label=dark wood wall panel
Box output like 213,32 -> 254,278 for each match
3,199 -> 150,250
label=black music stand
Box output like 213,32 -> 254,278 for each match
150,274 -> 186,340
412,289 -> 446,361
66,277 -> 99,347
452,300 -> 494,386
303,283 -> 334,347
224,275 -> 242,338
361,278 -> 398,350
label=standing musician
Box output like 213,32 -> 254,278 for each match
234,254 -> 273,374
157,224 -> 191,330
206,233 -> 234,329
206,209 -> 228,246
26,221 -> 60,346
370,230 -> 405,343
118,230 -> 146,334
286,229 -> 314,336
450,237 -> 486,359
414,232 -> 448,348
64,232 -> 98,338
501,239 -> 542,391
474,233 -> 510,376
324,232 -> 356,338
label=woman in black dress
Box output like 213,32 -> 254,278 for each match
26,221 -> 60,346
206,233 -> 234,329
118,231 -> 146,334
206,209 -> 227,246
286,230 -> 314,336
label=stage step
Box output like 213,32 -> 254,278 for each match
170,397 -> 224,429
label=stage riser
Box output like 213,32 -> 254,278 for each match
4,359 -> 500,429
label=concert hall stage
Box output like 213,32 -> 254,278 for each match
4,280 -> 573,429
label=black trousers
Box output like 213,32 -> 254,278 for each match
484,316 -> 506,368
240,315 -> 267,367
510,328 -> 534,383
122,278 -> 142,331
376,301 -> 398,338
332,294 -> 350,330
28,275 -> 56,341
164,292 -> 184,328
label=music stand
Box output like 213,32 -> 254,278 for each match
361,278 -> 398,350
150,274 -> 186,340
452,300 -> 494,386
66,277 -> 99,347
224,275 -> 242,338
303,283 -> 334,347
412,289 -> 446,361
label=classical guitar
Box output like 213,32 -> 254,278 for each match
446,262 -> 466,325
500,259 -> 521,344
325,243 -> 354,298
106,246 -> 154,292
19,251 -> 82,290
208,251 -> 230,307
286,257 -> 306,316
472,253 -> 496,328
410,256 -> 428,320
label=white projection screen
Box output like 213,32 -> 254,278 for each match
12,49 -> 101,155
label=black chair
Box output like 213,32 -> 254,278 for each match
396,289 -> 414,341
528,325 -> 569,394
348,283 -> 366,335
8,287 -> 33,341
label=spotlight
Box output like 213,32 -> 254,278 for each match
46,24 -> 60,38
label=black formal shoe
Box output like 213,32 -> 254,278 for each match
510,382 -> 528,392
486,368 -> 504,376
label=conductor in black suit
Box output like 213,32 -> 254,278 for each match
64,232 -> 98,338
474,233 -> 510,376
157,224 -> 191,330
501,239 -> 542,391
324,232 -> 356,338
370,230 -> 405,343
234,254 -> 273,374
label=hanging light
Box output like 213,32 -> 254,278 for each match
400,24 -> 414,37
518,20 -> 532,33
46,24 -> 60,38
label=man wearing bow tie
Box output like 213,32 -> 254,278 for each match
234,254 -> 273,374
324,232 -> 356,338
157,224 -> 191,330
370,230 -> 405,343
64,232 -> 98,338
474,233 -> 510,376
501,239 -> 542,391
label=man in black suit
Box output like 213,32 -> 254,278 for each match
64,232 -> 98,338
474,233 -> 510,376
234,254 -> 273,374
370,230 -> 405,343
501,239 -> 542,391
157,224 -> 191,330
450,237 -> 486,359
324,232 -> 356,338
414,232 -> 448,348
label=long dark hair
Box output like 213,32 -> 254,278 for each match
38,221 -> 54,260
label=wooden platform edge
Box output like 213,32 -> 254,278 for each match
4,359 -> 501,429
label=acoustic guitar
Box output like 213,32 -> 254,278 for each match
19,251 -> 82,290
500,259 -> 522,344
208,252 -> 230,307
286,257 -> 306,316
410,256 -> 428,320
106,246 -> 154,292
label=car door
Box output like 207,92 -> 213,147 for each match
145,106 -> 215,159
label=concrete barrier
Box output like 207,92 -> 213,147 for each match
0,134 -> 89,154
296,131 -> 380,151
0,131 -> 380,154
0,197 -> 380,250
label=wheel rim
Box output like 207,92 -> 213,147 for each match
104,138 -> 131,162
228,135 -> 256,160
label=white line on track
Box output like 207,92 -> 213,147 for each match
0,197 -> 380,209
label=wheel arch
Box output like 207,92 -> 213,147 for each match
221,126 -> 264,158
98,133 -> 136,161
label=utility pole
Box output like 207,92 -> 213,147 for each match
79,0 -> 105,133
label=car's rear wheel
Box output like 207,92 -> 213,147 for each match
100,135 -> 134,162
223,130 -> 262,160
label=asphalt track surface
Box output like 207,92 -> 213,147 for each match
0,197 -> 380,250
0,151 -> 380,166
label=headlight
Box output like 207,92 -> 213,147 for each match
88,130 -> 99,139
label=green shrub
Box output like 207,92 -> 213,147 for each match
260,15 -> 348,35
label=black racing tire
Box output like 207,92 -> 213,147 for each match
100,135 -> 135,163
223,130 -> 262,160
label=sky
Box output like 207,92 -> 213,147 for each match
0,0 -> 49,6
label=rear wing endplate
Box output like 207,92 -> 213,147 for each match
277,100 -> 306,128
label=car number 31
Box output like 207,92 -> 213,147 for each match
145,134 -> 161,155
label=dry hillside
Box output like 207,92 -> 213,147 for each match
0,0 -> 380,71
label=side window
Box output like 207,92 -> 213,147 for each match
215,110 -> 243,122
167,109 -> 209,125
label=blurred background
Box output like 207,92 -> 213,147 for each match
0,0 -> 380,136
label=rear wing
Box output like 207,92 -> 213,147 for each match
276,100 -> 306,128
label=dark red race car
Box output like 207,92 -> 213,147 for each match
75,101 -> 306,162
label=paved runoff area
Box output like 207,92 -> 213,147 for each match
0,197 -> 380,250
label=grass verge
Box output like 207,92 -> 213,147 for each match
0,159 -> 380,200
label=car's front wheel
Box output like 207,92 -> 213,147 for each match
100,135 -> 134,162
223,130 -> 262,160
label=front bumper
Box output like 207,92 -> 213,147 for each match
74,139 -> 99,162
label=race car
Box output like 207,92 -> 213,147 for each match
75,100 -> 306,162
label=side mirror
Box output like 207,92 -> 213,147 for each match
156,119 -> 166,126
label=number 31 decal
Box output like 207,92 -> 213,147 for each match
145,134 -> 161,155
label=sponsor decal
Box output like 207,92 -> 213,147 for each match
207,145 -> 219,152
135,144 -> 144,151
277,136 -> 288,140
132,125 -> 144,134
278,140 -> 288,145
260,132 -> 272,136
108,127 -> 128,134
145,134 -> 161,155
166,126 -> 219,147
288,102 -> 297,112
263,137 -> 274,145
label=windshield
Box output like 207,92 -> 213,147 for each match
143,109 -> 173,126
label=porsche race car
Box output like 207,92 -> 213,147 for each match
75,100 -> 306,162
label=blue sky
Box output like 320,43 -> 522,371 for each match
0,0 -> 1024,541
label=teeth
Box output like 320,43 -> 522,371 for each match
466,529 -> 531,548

_ _ _ _

* REQUIRED WORK:
Arrange all the rows above as a two-column CSV with the header input,output, giving each row one line that holds its text and its answer. Put every field in double quotes and turn any line breaks inside a field into spaces.

* TASK RESPONSE:
input,output
"label=dark wood wall panel Box output like 213,32 -> 254,278 for each match","3,199 -> 150,250"
"label=black music stand Box output like 213,32 -> 254,278 for each match","150,274 -> 186,340 412,289 -> 446,361 66,277 -> 99,347 452,300 -> 494,386 303,283 -> 334,347 224,275 -> 242,338 361,278 -> 398,350"
"label=standing musician Box output like 213,32 -> 254,278 for each match","234,254 -> 273,374 157,224 -> 191,330 206,233 -> 234,329 206,209 -> 228,246 26,221 -> 60,346 370,230 -> 405,343 118,230 -> 146,334 286,229 -> 314,336 450,237 -> 486,359 414,232 -> 448,348 64,232 -> 98,338 501,239 -> 542,391 474,233 -> 510,376 324,232 -> 356,338"
"label=woman in black dress Box output like 213,32 -> 254,278 for each match","26,221 -> 60,346 206,233 -> 234,329 118,231 -> 146,334 206,209 -> 227,246 286,230 -> 314,336"
"label=stage step Box output like 213,32 -> 254,278 for each match","170,397 -> 224,429"
"label=stage riser Box output like 213,32 -> 254,278 for each match","4,359 -> 500,429"
"label=concert hall stage Box output like 213,32 -> 254,278 for each match","4,280 -> 573,429"
"label=black trousers Box output like 213,32 -> 254,278 for each match","484,316 -> 506,368 240,315 -> 267,367 510,328 -> 534,383 122,278 -> 142,331 376,301 -> 398,338 332,294 -> 350,330 28,275 -> 56,341 164,292 -> 184,328"
"label=music stand Box output like 213,32 -> 254,278 for each match","361,278 -> 398,350 150,274 -> 186,340 452,300 -> 494,386 66,277 -> 99,347 224,275 -> 242,338 303,283 -> 334,347 412,289 -> 446,361"
"label=classical guitar Box output like 213,32 -> 254,278 for each match","446,262 -> 466,325 500,259 -> 521,344 325,243 -> 354,298 106,246 -> 154,292 19,251 -> 82,290 208,251 -> 230,307 286,257 -> 306,316 472,253 -> 496,328 410,256 -> 428,320"
"label=white projection screen Box output like 213,32 -> 254,278 for each match","12,49 -> 101,155"
"label=black chair Box output like 213,32 -> 254,278 for each match","396,289 -> 414,341 528,325 -> 569,394 348,283 -> 366,335 8,287 -> 33,341"
"label=spotlight Box output like 213,32 -> 254,278 for each match","46,24 -> 60,38"
"label=black formal shoe Box output like 213,32 -> 254,278 for each match","510,382 -> 528,392 486,368 -> 504,376"
"label=conductor in black suit Box output like 213,32 -> 254,278 for each match","64,232 -> 98,338 474,233 -> 510,376 157,224 -> 191,330 501,239 -> 542,391 324,232 -> 356,338 370,230 -> 405,343 234,254 -> 273,374"
"label=hanging light Box output like 213,32 -> 254,278 for each match","400,24 -> 414,37 518,20 -> 532,33 46,24 -> 60,38"
"label=man wearing bow tie Box output like 213,32 -> 254,278 for each match","234,254 -> 273,374 324,232 -> 356,338 157,224 -> 191,330 370,230 -> 405,343 64,232 -> 98,338 474,233 -> 510,376 501,239 -> 542,391"
"label=man in black suit Box output like 213,32 -> 254,278 for each match","64,232 -> 98,338 474,233 -> 510,376 234,254 -> 273,374 370,230 -> 405,343 501,239 -> 542,391 157,224 -> 191,330 450,237 -> 486,359 324,232 -> 356,338 414,232 -> 448,348"
"label=long dark hair Box output like 213,32 -> 254,278 for each match","38,221 -> 54,260"
"label=wooden platform edge Box output like 213,32 -> 254,278 for each match","4,359 -> 501,429"
"label=acoustic guitar Box output like 213,32 -> 254,278 for each match","19,251 -> 82,290 500,259 -> 522,344 208,252 -> 230,307 286,257 -> 306,316 410,256 -> 428,320 106,246 -> 154,292"
"label=car door Box output like 207,92 -> 213,147 for each match","145,106 -> 215,159"
"label=concrete barrier Box output like 207,92 -> 213,147 for each match","0,134 -> 89,154 296,131 -> 380,151 0,131 -> 380,154 0,197 -> 380,250"
"label=wheel rim Box output like 207,92 -> 213,147 for each match","104,138 -> 131,162 228,135 -> 256,160"
"label=white line on track Box output like 207,92 -> 213,147 for each match","0,197 -> 380,209"
"label=wheel arch Box output like 207,92 -> 213,147 for each match","221,126 -> 264,158 98,133 -> 136,161"
"label=utility pole Box output like 207,92 -> 213,147 for each match","79,0 -> 105,133"
"label=car's rear wheel Box output like 207,92 -> 213,147 for each match","100,135 -> 134,162 223,130 -> 262,160"
"label=asphalt track surface Box output like 207,92 -> 213,147 for each match","0,197 -> 380,250 0,151 -> 380,166"
"label=headlight Box output like 207,92 -> 213,147 for each match","88,130 -> 99,139"
"label=green shrub Box output like 207,92 -> 213,147 for each match","260,15 -> 348,35"
"label=black racing tire Box output like 207,92 -> 213,147 for each match","100,135 -> 135,163 223,130 -> 262,160"
"label=sky Box output like 207,92 -> 213,147 for each match","0,0 -> 49,6"
"label=rear wing endplate Box output like 207,92 -> 213,147 for each match","277,100 -> 306,128"
"label=car number 31 Box output like 207,92 -> 213,147 for each match","145,134 -> 161,155"
"label=dry hillside Box output like 207,92 -> 213,147 for each match","0,0 -> 380,71"
"label=side window Box output like 207,92 -> 213,147 for each match","215,110 -> 243,122 167,109 -> 209,125"
"label=blurred background Box output like 207,92 -> 213,147 for each match","0,0 -> 380,136"
"label=rear wing Box output like 207,92 -> 213,147 for each match","276,100 -> 306,128"
"label=dark red race car Box output like 207,92 -> 213,147 for each match","75,101 -> 306,162"
"label=paved runoff area Box output like 207,92 -> 213,147 for each match","0,197 -> 380,250"
"label=grass verge Box output like 207,92 -> 213,147 for each match","0,159 -> 380,200"
"label=car's front wheel Box output like 207,92 -> 213,147 for each match","100,135 -> 134,162 223,130 -> 262,160"
"label=front bumper Box output like 207,92 -> 213,147 for each match","74,139 -> 99,162"
"label=race car Box output like 207,92 -> 213,147 for each match","75,100 -> 306,162"
"label=side mirror Box output like 207,92 -> 213,147 for each match","156,119 -> 166,126"
"label=number 31 decal Box output like 207,92 -> 213,147 for each match","145,134 -> 161,155"
"label=sponsor decal Box output like 207,92 -> 213,147 for each match","207,145 -> 219,152 135,144 -> 144,151 277,136 -> 288,140 132,125 -> 144,134 278,140 -> 288,145 260,132 -> 272,136 108,127 -> 128,134 145,134 -> 161,155 166,126 -> 219,147 288,102 -> 297,112 263,137 -> 274,145"
"label=windshield Box output like 207,92 -> 213,147 for each match","143,109 -> 173,126"
"label=porsche race car Box output like 207,92 -> 213,147 for each match","75,100 -> 306,162"
"label=blue sky Box output like 320,43 -> 522,371 for each match","0,0 -> 1024,541"
"label=teeth Box output like 320,43 -> 522,371 for each match","466,529 -> 531,548"